=== ACTIVITIES ===
1. In the passage on CEO concerns, translate this sentence into Spanish: "Meanwhile, the percentage of CEOs expressing significant concerns about climate change rose to 30 percent in 2021, from 24 percent in 2020, although the figure was lower for Caribbean CEOs at 24 percent."
2. Repeat the passage on CEO concerns word for word, starting with "Concern about pandemics" and going on through "globally since 2014.".
3. List each distinct year mentioned in the passage on CEO concerns.

=== EXCERPTED TEXT ===

/---

Concern about pandemics and health overtook fear of overregulation as the top concern for chief executive officers (CEO) for the first time in 2021, with overregulation having been the persistent top concern for CEOs globally since 2014.
Cyber has climbed the ranks to become CEOs’ number two concern, cited by 47 percent of them globally in 2021, compared to 33 percent in 2020. Among Caribbean CEOs cyber was actually the number one concern, cited by 67 percent, followed by pandemics and health crises by 61 percent.
Nearly half of CEOs (49 percent) project increases of 10 percent or more in their digital spending, and less than half of this number are planning to boost their spending on cybersecurity and data privacy by 10 percent or more. A growing number of CEOs plan to use automation and technology to make their workforce more competitive, with 55 percent in the Caribbean, and 36 percent globally, looking to make such investments, more than double the number who said the same in 2016.
Meanwhile, the percentage of CEOs expressing significant concerns about climate change rose to 30 percent in 2021, from 24 percent in 2020, although the figure was lower for Caribbean CEOs at 24 percent. Another 27 percent of CEOs report being “not concerned at all” or “not very concerned” about climate change.

\---

=== DATA SHOWN ===
/---

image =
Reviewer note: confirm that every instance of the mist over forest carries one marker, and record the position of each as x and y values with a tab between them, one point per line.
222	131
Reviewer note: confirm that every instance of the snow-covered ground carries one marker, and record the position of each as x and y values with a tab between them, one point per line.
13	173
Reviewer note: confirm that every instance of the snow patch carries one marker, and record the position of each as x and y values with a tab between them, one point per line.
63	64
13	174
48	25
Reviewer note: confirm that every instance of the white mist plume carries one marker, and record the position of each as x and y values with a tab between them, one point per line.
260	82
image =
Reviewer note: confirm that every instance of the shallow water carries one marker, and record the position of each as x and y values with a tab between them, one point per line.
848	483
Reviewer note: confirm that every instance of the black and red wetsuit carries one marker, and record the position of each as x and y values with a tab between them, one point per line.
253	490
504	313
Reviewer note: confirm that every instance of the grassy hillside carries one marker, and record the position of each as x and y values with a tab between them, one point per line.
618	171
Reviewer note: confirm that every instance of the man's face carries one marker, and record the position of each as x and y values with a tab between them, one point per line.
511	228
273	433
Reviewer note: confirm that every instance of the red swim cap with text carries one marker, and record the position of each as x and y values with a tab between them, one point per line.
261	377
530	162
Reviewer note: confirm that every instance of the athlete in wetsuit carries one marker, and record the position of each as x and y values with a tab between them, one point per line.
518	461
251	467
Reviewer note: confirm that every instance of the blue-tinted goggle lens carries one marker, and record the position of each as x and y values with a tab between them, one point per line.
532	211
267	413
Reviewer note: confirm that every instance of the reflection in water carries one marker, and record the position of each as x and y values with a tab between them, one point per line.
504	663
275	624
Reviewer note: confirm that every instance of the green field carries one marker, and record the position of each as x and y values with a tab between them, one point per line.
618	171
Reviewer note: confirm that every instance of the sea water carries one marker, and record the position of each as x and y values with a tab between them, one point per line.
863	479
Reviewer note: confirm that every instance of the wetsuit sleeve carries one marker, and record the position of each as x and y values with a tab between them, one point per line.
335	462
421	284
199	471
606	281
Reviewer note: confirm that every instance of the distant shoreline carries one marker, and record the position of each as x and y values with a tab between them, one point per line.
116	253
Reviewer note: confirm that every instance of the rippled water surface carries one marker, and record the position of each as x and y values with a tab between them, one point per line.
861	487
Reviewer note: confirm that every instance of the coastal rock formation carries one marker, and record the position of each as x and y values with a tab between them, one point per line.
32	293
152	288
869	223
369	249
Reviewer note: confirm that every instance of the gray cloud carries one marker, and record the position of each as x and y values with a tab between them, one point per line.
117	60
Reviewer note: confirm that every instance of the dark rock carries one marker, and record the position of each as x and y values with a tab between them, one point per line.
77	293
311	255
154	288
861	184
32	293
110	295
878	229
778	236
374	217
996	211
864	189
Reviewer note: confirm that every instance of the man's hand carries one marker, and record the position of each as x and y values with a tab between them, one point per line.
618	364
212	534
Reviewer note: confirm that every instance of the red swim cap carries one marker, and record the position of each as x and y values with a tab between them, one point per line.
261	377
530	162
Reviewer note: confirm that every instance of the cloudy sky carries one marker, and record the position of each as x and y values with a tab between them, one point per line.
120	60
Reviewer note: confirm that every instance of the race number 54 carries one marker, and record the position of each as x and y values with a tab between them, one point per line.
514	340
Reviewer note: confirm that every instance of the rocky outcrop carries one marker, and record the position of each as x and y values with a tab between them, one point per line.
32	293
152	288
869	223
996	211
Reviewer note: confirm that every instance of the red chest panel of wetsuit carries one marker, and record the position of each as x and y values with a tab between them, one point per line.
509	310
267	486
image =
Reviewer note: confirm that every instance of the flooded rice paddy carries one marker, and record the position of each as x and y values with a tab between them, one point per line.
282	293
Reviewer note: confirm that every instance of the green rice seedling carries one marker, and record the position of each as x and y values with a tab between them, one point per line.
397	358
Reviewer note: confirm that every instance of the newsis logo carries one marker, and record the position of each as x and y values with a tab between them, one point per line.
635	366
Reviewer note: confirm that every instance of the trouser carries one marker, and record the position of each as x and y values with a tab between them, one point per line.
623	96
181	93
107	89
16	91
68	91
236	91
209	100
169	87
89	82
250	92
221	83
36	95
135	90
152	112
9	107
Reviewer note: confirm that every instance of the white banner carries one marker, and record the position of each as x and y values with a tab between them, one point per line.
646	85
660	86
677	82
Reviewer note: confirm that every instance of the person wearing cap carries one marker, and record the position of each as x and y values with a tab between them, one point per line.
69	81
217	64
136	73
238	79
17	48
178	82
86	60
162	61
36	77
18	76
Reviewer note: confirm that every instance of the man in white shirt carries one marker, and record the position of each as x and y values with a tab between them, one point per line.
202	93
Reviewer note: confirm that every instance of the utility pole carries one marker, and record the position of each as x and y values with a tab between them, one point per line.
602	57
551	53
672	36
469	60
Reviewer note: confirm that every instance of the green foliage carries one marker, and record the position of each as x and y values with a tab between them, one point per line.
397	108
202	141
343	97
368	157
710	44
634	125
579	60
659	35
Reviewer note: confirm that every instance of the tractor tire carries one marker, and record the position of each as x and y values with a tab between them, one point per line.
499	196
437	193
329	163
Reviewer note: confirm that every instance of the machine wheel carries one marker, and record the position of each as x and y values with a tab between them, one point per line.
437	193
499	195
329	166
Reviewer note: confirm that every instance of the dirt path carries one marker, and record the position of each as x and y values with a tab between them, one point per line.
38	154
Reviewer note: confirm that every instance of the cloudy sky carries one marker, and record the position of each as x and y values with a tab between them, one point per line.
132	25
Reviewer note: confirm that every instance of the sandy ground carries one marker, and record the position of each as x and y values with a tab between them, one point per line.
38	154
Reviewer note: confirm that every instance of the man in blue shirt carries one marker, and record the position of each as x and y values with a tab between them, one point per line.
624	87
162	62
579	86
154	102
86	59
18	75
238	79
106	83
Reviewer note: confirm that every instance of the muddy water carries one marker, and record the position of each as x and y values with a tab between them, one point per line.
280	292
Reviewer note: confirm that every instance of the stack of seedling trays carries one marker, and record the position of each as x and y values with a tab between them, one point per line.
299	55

\---

=== RESULTS OF THE EXERCISE ===
1. Mientras tanto, el porcentaje de directores ejecutivos que expresaron una preocupación significativa por el cambio climático aumentó al 30 por ciento en 2021, desde el 24 por ciento en 2020, aunque la cifra fue menor entre los directores ejecutivos del Caribe, con un 24 por ciento.

2.
Concern about pandemics and health overtook fear of overregulation as the top concern for chief executive officers (CEO) for the first time in 2021, with overregulation having been the persistent top concern for CEOs globally since 2014.

3. 2014, 2016, 2020, 2021